Nate: The galaxy has been remade once again. Space opera strategy extravaganza Stellaris has a new DLC out, called Federations, and a massive free patch that overhauls a greater-than-usual number of the game’s systems. Both the DLC and the patch focus hard on diplomacy, and so I thought it’d be a good idea to rope in a fellow space obsessive and see if, working together, we could befriend our way to dominion over the galaxy. (At this point, I’d like you to imagine regular contributor Nic Reuben smashing through the wall on a knackered space motorbike, before taking an open-necked chug on a can of space off-brand energy drink and throwing the can into a neutron star).
Nic: It’s all quite a lot to take in really, isn’t it? There’s just so much in Stellaris, that when you play after a big update, it’s hard to pick out what’s new, and what’s something you just haven’t encountered before.
Nate: Right – and even the stuff you’re familiar with takes on a whole new set of implications when it’s combined with new mechanics or systems. It’s a whole new game, every time a major bit of DLC comes out, so you can’t really evaluate the DLC in isolation. It’d be like trying to review a slice of gherkin on a burger – entirely possible, but best just to talk about the burger as a whole.

(Pointing dataset items)
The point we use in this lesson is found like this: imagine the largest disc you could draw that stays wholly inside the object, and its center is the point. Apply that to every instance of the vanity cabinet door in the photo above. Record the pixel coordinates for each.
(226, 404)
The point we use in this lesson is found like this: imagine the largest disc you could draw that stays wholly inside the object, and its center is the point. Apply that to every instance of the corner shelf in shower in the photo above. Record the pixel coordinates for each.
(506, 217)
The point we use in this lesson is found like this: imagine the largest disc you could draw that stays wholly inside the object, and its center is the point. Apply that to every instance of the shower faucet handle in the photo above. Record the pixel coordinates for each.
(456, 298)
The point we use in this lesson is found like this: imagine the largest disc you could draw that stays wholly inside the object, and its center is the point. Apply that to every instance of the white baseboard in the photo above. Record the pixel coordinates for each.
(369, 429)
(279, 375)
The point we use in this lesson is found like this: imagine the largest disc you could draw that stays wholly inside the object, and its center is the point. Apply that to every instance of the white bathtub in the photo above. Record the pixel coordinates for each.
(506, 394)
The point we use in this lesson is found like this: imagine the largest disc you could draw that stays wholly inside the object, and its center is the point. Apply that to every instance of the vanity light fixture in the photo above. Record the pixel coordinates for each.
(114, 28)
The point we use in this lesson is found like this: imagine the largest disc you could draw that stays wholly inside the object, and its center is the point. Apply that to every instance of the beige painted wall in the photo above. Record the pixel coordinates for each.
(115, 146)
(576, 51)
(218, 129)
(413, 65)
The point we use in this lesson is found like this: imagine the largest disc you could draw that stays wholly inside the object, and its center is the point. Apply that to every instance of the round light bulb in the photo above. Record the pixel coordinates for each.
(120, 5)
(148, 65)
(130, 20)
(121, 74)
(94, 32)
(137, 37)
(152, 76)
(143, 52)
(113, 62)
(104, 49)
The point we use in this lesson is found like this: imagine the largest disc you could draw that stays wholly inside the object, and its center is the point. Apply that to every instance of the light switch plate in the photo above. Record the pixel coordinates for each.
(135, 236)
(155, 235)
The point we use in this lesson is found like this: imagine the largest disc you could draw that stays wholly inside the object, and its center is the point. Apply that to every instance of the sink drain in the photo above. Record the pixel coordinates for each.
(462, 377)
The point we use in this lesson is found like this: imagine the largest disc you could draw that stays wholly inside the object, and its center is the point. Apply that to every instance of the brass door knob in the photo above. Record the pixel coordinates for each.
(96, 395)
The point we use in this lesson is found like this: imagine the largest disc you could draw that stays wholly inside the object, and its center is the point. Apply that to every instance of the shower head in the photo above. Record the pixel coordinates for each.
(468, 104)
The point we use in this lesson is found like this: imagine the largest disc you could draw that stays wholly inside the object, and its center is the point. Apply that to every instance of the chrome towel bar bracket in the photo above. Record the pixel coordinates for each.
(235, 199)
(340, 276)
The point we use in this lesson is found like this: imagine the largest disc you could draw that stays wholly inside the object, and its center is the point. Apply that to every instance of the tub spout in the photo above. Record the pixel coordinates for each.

Work to complete:
1. According to the Stellaris discussion, what do both the new DLC and the free patch focus on?
2. Write out the Stellaris discussion word for word, starting with "Nate: Right –" and going on through "as a whole.".
3. Extend the Stellaris discussion past its last line.

The answers:
1. They both focus on diplomacy.

2.
Nate: Right – and even the stuff you’re familiar with takes on a whole new set of implications when it’s combined with new mechanics or systems. It’s a whole new game, every time a major bit of DLC comes out, so you can’t really evaluate the DLC in isolation. It’d be like trying to review a slice of gherkin on a burger – entirely possible, but best just to talk about the burger as a whole.

3.
Nic: Ah, funny you should mention burgers, actually. Reminds me of a tale I once heard involving burgers. Space burgers, as it goes.
Nate: Is it the tale of the species you’ve created for this test game, by any-
Nic: I used the new Scion origin to create a megacorp called The T’Jell Shipping Alliance, a culture of shrews with protruding star-noses, whose favourite fast food chain eventually grew so wealthy and influential it subsumed their government. The T’Jell lived in relative prosperity for a time, until they encountered a roving war fleet from an ancient and powerful fallen empire, who vassalised them in exchange for a constant supply of fluffy grease nuggets and apple pies hotter than the fire of a thousand suns.
Nate: I absolutely love the new origin stories you choose for your spacefolk – they’re just as cool as I hoped they would be back in October, and they’re a great example of how Stellaris makes its reams of Sci Fi lore have interesting, pronounced consequences in game. I’ve used the new Lithoid species pack to make a load of fanatically xenophilic, conservationist rock golems called the Zultanikh, who would be everyone’s best mates if it wasn’t for their fatal flaw: they colonise other planets by smashing meteorites into them, wrecking continents in the process. It’s awkward.
Nic: This is going to be great, I can feel it.
[Nic and Nate play a five hour game of Stellaris.]
Nate: Well, that was a disaster. But I had a grand old time.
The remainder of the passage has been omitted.